*WHAT NEEDS TO BE DONE*
Set the whole listing down again, word for word, with no pictures.

----- GIVEN ENTRIES -----

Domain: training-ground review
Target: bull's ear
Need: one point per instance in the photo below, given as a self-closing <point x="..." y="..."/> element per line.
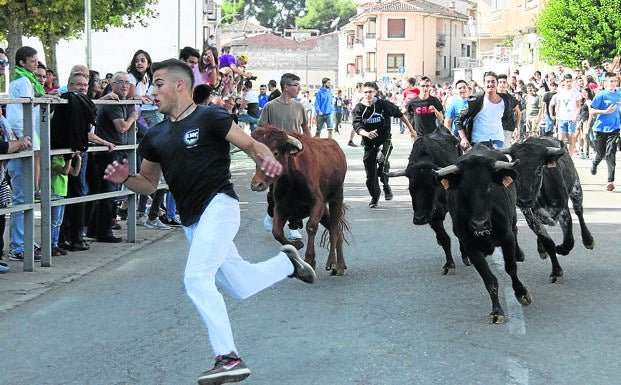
<point x="505" y="177"/>
<point x="445" y="183"/>
<point x="507" y="180"/>
<point x="552" y="155"/>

-----

*PROBLEM SOLUTION*
Domain: training-ground review
Target: bull's ear
Need: one point per instance in the photo below, given as a self-closing <point x="..." y="..."/> element per line.
<point x="505" y="177"/>
<point x="445" y="183"/>
<point x="507" y="180"/>
<point x="552" y="155"/>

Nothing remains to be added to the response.